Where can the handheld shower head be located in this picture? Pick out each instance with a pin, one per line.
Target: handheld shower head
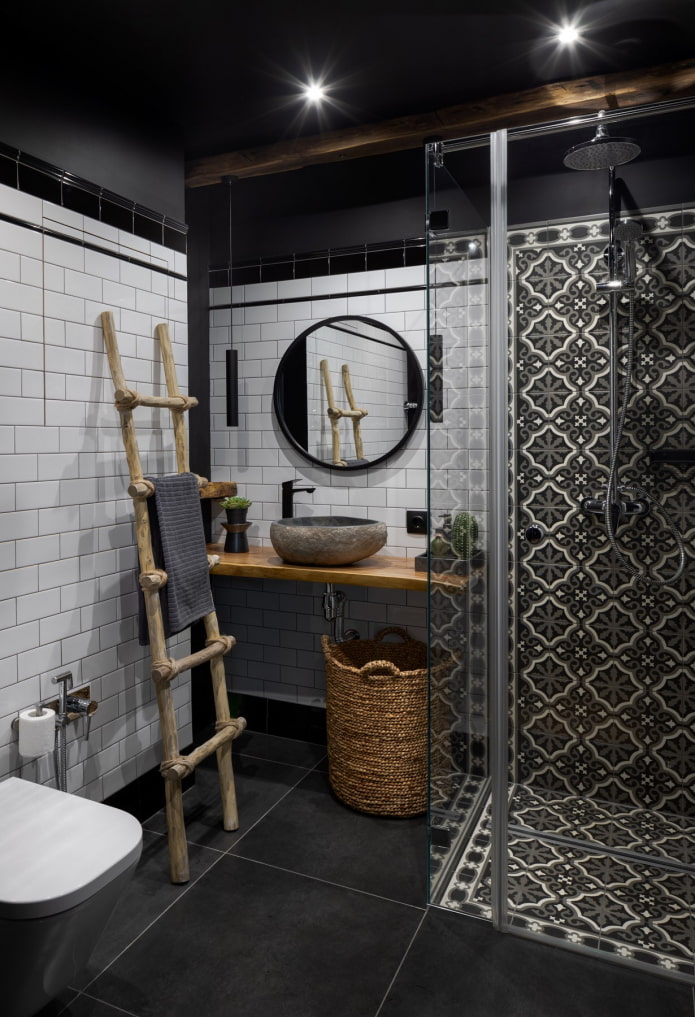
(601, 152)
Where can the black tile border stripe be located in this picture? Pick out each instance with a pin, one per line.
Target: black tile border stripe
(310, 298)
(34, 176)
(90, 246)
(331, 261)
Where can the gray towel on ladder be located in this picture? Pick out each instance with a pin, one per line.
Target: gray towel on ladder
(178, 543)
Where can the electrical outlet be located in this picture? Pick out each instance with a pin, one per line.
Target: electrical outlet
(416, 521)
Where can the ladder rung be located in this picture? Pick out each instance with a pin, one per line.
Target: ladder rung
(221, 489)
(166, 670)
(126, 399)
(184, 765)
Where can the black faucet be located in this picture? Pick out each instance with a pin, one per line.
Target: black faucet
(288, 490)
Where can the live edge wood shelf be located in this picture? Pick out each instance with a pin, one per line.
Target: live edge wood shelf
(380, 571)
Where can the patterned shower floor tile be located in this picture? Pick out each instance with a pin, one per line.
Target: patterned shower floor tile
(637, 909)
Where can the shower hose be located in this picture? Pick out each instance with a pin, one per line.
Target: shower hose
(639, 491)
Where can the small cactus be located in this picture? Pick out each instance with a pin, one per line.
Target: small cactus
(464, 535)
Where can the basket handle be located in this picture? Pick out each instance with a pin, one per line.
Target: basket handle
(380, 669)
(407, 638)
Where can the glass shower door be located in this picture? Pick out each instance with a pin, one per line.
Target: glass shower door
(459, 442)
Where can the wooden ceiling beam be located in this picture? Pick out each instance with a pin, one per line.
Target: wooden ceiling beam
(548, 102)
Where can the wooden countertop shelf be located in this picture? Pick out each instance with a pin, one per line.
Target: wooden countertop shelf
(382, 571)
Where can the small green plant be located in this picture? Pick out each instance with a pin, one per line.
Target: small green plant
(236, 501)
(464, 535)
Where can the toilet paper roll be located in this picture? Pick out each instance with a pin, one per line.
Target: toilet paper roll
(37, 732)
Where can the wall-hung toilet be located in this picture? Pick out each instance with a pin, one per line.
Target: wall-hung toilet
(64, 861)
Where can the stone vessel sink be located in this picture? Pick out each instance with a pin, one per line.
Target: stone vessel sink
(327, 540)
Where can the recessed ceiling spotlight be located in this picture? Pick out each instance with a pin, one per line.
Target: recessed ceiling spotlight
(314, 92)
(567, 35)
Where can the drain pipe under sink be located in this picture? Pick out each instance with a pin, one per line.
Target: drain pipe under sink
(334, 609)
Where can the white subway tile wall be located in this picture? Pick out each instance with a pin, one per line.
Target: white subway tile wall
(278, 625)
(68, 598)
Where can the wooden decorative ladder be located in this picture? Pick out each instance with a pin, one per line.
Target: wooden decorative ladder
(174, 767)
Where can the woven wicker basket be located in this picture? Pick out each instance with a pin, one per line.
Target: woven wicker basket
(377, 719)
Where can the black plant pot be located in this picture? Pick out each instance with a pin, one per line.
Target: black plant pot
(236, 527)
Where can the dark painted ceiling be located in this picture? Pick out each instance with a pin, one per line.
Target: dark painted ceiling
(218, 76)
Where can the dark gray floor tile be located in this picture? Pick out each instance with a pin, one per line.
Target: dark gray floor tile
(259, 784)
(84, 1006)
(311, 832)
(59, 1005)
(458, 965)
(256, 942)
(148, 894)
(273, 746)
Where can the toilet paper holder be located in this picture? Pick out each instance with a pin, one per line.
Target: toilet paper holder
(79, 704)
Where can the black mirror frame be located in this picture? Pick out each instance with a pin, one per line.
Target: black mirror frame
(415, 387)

::::

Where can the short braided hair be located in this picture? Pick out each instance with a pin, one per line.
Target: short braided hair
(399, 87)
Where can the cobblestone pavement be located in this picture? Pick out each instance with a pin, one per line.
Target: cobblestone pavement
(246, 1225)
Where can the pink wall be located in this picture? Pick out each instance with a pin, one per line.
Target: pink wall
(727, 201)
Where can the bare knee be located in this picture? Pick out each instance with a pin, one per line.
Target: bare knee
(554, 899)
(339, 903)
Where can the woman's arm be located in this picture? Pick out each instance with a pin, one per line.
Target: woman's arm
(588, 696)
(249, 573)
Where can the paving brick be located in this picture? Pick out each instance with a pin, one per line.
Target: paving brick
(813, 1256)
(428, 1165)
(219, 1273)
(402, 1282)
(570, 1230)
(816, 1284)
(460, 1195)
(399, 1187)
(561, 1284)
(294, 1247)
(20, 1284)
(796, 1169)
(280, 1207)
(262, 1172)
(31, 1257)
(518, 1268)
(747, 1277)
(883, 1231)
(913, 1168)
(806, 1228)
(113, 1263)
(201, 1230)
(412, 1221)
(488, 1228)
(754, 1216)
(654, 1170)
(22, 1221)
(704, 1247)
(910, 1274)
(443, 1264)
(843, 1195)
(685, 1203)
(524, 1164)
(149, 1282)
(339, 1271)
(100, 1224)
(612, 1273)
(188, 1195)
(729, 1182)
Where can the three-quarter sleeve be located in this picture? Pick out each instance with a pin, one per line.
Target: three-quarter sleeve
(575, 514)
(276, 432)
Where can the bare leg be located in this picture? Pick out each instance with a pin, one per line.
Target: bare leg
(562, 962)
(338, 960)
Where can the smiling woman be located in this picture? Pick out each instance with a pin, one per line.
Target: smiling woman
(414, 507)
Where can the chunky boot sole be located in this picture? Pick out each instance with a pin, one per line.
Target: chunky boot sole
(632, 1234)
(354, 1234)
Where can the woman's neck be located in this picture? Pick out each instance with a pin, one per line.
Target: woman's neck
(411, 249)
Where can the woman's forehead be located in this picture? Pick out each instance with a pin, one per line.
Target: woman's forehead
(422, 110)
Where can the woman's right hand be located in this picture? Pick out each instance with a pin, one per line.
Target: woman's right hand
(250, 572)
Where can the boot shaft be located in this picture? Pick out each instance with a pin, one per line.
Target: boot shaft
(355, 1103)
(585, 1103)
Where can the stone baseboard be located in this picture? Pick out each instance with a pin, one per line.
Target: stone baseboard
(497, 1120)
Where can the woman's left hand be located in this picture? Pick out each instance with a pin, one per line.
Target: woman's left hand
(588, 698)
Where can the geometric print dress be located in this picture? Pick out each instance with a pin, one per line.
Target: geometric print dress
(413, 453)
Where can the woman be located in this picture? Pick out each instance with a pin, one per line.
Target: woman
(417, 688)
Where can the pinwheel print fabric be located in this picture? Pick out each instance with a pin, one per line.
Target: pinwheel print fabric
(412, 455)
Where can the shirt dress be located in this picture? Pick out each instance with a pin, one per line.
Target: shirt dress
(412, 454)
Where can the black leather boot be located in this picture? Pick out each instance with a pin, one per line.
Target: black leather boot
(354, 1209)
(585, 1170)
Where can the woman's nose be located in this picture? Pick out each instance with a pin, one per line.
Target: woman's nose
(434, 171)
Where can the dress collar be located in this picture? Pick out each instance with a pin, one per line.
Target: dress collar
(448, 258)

::::

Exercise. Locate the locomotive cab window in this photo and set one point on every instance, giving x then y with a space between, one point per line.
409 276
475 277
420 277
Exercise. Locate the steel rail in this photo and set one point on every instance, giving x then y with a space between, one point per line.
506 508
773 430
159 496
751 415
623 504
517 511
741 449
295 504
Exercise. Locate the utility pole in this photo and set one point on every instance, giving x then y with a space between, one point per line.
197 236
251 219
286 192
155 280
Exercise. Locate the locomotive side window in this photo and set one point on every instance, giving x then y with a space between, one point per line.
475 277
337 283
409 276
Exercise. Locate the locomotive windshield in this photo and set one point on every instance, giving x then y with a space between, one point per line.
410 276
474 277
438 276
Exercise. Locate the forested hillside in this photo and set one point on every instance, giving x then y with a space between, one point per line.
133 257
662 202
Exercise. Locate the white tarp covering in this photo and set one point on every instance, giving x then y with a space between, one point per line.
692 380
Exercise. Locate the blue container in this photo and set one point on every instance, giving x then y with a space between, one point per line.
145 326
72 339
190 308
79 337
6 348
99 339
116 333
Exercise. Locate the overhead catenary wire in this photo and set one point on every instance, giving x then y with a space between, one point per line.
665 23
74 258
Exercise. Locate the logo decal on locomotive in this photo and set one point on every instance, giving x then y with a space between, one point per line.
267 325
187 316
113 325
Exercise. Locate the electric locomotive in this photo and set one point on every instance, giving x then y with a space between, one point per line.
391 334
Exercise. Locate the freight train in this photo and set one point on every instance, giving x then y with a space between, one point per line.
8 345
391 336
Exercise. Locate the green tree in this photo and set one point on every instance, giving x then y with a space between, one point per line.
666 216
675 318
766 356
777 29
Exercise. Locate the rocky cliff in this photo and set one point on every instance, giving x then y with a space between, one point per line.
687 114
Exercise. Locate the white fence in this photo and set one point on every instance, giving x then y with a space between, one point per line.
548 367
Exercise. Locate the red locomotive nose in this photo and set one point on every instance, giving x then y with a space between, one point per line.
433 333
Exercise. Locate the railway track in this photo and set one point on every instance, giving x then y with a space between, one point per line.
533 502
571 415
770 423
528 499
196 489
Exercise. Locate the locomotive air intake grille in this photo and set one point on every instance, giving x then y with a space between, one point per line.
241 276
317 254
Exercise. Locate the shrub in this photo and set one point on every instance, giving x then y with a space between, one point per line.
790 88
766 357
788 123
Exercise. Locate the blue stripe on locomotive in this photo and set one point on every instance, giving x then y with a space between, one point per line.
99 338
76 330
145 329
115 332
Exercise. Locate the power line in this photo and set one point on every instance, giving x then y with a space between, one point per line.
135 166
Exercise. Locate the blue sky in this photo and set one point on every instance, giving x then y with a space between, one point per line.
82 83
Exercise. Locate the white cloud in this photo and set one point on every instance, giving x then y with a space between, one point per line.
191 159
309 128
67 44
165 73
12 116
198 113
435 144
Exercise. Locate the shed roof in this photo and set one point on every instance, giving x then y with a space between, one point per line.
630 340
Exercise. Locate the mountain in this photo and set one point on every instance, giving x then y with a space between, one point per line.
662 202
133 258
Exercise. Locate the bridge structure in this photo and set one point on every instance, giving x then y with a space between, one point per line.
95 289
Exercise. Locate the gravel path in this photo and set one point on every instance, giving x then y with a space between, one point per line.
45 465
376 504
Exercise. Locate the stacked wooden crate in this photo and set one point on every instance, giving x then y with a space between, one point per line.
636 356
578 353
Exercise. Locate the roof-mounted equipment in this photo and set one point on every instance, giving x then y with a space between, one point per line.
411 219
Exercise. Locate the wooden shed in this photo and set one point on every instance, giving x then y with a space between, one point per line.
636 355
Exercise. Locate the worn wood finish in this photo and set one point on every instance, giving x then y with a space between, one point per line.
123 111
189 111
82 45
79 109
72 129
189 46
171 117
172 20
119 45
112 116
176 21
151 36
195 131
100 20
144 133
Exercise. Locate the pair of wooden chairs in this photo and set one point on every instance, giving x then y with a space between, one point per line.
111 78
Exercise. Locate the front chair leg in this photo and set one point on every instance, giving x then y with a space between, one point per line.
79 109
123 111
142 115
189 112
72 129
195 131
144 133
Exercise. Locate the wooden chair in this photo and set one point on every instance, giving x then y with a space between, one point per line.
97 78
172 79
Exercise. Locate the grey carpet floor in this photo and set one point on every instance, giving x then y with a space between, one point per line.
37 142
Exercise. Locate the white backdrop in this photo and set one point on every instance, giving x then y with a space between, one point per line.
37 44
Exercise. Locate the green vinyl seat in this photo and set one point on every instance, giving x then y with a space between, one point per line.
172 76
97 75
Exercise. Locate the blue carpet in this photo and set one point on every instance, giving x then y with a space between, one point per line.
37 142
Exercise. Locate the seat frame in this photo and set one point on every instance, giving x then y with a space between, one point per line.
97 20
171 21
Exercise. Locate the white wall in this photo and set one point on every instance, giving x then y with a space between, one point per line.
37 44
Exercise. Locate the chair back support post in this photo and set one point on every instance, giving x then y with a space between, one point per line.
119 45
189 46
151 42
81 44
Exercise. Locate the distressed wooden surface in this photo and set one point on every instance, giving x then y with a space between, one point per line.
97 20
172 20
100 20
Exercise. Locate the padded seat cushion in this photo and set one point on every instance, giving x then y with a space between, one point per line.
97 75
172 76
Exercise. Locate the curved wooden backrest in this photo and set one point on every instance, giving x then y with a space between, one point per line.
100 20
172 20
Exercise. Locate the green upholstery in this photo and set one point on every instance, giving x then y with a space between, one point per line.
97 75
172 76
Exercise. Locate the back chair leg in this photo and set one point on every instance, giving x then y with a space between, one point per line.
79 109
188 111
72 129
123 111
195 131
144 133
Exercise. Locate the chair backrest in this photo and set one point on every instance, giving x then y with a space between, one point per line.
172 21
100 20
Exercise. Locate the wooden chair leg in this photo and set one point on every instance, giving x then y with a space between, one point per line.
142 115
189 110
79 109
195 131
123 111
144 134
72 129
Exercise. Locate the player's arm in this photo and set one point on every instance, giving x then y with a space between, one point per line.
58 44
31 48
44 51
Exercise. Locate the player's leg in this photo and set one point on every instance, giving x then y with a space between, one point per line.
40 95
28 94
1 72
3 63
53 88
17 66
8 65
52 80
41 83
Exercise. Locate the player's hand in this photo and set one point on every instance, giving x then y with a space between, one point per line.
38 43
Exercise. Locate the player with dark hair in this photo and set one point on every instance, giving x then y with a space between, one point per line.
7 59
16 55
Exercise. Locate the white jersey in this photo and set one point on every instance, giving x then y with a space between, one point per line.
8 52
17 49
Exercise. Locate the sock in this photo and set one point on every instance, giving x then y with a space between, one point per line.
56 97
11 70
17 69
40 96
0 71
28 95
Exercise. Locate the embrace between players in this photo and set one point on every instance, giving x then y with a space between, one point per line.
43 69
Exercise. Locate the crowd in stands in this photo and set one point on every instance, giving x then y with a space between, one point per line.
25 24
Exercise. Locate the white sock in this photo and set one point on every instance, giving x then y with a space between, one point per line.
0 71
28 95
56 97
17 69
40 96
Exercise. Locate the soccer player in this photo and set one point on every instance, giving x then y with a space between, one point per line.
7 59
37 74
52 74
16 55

::::

=== Action item ===
Nothing but the lines from the one with "Where can the handheld" to the one with "Where can the black tile" above, both included, should be transcribed, exactly and without pictures.

=== Expected output ===
Where can the handheld shower head be located in this picture? Pick out each instance with a pin, one per line.
Target: handheld shower head
(601, 152)
Where can the black tile border stripe be located in this picture? Pick out each instance with a pin, one per line.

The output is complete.